**INSTRUCTION:**
Reproduce the records below verbatim, substituting "widest part" for every occurrence of "thickest part" and leaving all other text unchanged.

**TASK INPUT:**
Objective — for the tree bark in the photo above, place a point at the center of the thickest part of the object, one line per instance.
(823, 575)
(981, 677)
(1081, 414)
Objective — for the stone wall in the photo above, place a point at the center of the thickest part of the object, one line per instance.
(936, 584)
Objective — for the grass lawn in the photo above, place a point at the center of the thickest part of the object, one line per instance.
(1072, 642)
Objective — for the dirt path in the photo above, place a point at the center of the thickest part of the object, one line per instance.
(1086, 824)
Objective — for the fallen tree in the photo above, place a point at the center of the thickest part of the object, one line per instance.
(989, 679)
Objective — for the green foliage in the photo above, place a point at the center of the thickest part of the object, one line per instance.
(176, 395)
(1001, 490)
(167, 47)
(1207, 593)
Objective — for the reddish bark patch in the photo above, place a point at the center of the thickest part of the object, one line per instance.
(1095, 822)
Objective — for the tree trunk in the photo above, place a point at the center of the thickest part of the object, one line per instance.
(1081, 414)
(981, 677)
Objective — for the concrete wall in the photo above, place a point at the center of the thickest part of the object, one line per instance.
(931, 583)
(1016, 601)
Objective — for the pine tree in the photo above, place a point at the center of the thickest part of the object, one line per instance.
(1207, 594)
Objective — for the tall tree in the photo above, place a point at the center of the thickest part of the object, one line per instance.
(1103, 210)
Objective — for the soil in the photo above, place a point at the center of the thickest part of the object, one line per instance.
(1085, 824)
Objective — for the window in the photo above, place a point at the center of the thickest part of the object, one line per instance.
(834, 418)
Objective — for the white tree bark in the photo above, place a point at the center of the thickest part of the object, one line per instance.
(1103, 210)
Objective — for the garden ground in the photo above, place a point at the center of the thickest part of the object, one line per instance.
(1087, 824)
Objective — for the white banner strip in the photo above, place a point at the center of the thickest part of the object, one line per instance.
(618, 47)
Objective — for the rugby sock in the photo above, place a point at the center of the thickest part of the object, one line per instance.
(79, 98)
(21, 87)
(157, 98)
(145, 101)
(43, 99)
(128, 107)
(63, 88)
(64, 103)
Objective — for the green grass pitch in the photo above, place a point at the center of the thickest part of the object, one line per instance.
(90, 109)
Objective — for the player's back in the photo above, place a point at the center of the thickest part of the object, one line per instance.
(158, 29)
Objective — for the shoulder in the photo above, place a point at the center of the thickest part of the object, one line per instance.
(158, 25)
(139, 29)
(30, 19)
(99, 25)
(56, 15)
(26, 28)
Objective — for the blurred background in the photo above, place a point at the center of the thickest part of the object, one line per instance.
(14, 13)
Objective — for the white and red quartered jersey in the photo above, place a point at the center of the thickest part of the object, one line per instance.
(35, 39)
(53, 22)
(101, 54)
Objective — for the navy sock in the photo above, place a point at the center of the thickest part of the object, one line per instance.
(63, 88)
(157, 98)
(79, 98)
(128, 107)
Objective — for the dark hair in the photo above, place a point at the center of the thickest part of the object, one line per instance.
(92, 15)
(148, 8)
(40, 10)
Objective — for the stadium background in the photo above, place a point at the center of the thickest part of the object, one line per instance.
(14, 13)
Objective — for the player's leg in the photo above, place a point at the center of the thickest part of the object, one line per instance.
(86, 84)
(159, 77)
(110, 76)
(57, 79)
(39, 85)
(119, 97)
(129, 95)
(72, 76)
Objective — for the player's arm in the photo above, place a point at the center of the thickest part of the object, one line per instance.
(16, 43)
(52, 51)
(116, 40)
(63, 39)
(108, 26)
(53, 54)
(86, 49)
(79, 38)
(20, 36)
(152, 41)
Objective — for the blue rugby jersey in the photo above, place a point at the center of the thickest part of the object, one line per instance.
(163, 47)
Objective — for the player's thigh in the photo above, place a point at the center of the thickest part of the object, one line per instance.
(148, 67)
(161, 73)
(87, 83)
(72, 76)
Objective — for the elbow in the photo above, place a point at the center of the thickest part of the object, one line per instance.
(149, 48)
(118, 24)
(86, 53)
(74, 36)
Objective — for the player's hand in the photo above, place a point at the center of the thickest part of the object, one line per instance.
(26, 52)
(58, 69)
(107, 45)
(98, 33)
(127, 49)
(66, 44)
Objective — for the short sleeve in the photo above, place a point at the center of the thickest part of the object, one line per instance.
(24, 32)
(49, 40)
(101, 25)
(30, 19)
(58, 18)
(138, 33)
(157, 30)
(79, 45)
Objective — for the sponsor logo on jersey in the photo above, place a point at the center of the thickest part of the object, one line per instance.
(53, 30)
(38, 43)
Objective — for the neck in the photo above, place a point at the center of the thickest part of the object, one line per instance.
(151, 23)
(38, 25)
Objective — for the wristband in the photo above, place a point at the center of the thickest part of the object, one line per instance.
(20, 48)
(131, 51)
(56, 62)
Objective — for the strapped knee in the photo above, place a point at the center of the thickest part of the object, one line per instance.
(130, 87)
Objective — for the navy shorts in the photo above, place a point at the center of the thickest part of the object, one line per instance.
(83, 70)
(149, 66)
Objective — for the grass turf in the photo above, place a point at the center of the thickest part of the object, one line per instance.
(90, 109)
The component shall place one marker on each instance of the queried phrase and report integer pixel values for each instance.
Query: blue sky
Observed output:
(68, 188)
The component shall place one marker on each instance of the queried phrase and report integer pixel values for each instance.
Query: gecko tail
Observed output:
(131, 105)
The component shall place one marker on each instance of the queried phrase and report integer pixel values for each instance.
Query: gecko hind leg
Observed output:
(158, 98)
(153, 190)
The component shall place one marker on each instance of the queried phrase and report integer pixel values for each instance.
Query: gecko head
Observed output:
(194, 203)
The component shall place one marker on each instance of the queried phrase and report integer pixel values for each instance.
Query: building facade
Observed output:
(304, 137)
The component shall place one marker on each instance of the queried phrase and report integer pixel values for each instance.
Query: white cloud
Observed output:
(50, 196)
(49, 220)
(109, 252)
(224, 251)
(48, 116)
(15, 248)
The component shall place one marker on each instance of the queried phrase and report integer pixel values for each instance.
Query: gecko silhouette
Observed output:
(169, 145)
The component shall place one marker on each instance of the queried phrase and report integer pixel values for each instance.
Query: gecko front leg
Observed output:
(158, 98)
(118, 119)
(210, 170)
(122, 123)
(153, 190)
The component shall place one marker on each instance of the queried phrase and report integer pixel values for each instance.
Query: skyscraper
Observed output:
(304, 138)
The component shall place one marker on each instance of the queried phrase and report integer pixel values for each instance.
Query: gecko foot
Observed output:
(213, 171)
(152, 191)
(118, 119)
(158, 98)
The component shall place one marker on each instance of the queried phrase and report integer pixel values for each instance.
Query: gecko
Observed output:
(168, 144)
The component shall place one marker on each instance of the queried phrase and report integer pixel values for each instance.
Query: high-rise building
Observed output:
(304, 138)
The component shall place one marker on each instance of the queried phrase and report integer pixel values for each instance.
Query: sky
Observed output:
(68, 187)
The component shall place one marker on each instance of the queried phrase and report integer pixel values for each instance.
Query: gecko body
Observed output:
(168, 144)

**OUTPUT FOR THIS EXERCISE:**
Objective — for the tree bark in the photo above, place a point at the center of the widest part of the object, one line per instance.
(823, 575)
(981, 677)
(1081, 414)
Objective — for the stone wall in the photo above, place a point at the center of the widest part of the object, one line per instance.
(936, 584)
Objective — for the grass lawn in the photo above, place a point at the center of the widest part of the object, one line per instance.
(1072, 642)
Objective — for the dirt path in the photo above, place a point at the center of the widest part of the object, one line per instance.
(1086, 824)
Objective — for the fallen tree in the photo above, place a point at the center of the widest part of the object, one line per instance.
(989, 679)
Objective — for the green foliage in the photo above, place a point at the center of the widest part of the object, one line per instance.
(176, 395)
(1001, 490)
(167, 47)
(1207, 593)
Objective — for the reddish bark patch in the photo above, place a point at the center of the widest part of the object, one line per instance.
(1095, 822)
Objective — for the tree trunk in the photo above, place a point at the center of the widest part of the object, one line per instance.
(1081, 414)
(981, 677)
Objective — for the concrete wall in the photo above, place a point at the center of the widest part of the object, one line per instance.
(931, 583)
(1016, 601)
Objective — for the pine tree in the photo above, place a point at the center of the widest part of the object, one line per instance.
(1207, 594)
Objective — for the tall tree in the photo above, place a point at the center of the widest part of the object, one line per instance.
(1103, 210)
Objective — for the soil in the photo above, place a point at the center of the widest part of the object, one line per instance.
(1085, 824)
Objective — for the window in the photo above, place a point at the center of the widest part of the object, one line per instance.
(834, 418)
Objective — for the white tree bark in the photo above, place a point at the center of the widest part of the object, one line per instance.
(1103, 210)
Objective — for the garden ground in the photo above, place a point at the center of the widest part of the object, one line per instance.
(1087, 824)
Objective — for the white banner strip in the photo above, place a point at the center of the widest part of the object, one line per instance.
(618, 47)
Objective — for the rugby sock in the photo above, place a point at the center of the widest part of the object, one line per instance.
(79, 98)
(21, 87)
(157, 98)
(145, 101)
(43, 99)
(128, 107)
(63, 88)
(64, 103)
Objective — for the green grass pitch in the photo above, place a point at the center of the widest part of the object, one line per instance.
(90, 109)
Objective — for the player's back in the photo above, place a point at the center of the widest part of the object, one line per instance.
(158, 29)
Objective — for the shoulder in the photo above, place a point at the center of the widest part of the object, one line per instance.
(158, 25)
(139, 29)
(30, 19)
(99, 25)
(56, 15)
(26, 28)
Objective — for the blurred background in the photo above, place a point at the center of the widest part of the object, one line per instance.
(14, 13)
Objective — for the white and red quartered jersey in the photo above, place a point at the center of the widest part of the object, one line per instance.
(35, 39)
(53, 22)
(101, 54)
Objective — for the navy sock in the photo above, place a point at the center of the widest part of the object, one line per instance.
(63, 88)
(157, 98)
(79, 98)
(128, 107)
Objective — for the dark hair in the photo above, place a point at the center of the widest part of the object, one line per instance.
(92, 15)
(148, 8)
(40, 10)
Objective — for the stadium background in the photo above, place a point at the center of the widest part of the object, one line per instance.
(14, 13)
Objective — for the player's leg in the photo above, place a point at the center of the widest part of the object, one line per instance.
(86, 84)
(159, 77)
(110, 76)
(57, 79)
(39, 85)
(119, 97)
(129, 95)
(72, 76)
Objective — for the player's arm in the photo above, place a point at the center of the widest part of the object, one line per instance.
(16, 43)
(52, 51)
(116, 40)
(63, 39)
(108, 26)
(53, 54)
(86, 49)
(79, 38)
(20, 36)
(152, 41)
Objective — for the blue rugby jersey in the photo above, place a point at the center of the widest part of the object, one line per instance.
(163, 47)
Objective — for the player's thigh in the photo above, place a point at the center of the widest part of the object, one line per instance.
(148, 67)
(161, 73)
(87, 83)
(72, 76)
Objective — for the elbow in the photo above, place a point at the center of the widest part of the object, one line per instance.
(149, 48)
(118, 24)
(86, 53)
(74, 36)
Objective — for the player's hand in the photo above, place a point at the center of the widest part of the object, one line per instance.
(26, 52)
(58, 69)
(107, 45)
(98, 33)
(127, 49)
(66, 44)
Objective — for the short sleeve in the photo above, place a point at the center of the widest part of the object, one line per instance.
(24, 32)
(49, 40)
(101, 25)
(30, 19)
(58, 18)
(138, 33)
(157, 30)
(79, 45)
Objective — for the sponsor logo on jersey in the photo above, place a point at the center of the widest part of the object, one line per instance.
(53, 30)
(38, 43)
Objective — for the neck in the photo above, place a point at the center of the widest part of the object, one line per instance.
(151, 23)
(38, 25)
Objective — for the wristband in the photo above, place a point at the center of the widest part of the object, one line per instance.
(20, 48)
(131, 51)
(56, 62)
Objective — for the strapped knee in the photo above, place a point at the center of the widest part of the object, one line per instance.
(130, 87)
Objective — for the navy shorts in the photo above, place a point at the center of the widest part of the object, one line per instance.
(83, 70)
(149, 66)
Objective — for the grass turf in the photo above, place a point at the center of the widest part of the object, one line per instance.
(90, 109)
The component shall place one marker on each instance of the queried phrase and report integer pixel values for each instance.
Query: blue sky
Observed output:
(68, 188)
The component shall place one marker on each instance of the queried phrase and report integer pixel values for each instance.
Query: gecko tail
Observed output:
(131, 105)
The component shall place one marker on each instance of the queried phrase and report integer pixel values for each instance.
Query: gecko hind leg
Observed output:
(158, 98)
(153, 190)
The component shall place one marker on each instance of the queried phrase and report integer pixel values for each instance.
Query: gecko head
Observed output:
(194, 203)
The component shall place one marker on each instance of the queried phrase and report integer pixel values for each instance.
Query: building facade
Observed output:
(304, 137)
The component shall place one marker on each instance of the queried phrase and report integer pixel values for each instance.
Query: white cloud
Observed output:
(50, 196)
(49, 220)
(109, 252)
(224, 251)
(48, 116)
(15, 248)
The component shall place one marker on each instance of the queried phrase and report integer pixel values for each instance.
Query: gecko silhouette
Observed output:
(169, 145)
The component shall place one marker on each instance of the queried phrase and report integer pixel values for each instance.
Query: gecko front leg
Observed output:
(158, 98)
(118, 119)
(210, 170)
(122, 123)
(153, 190)
The component shall place one marker on each instance of the queried phrase and report integer pixel values for each instance.
Query: skyscraper
Observed output:
(304, 138)
The component shall place one marker on each instance of the queried phrase and report integer pixel values for each instance.
Query: gecko foot
Observed output:
(213, 171)
(152, 191)
(118, 119)
(158, 98)
The component shall place one marker on each instance of the queried phrase and report integer pixel values for each instance.
Query: gecko
Observed output:
(168, 144)
The component shall place one marker on each instance of the queried phrase and report integer pixel values for each instance.
Query: high-rise building
Observed output:
(304, 138)
The component shall place one marker on each instance of the queried phrase and report integer pixel values for each instance.
Query: sky
Observed output:
(68, 187)
The component shall place one marker on each instance of the queried phrase and report integer pixel values for each instance.
Query: gecko body
Observed output:
(168, 144)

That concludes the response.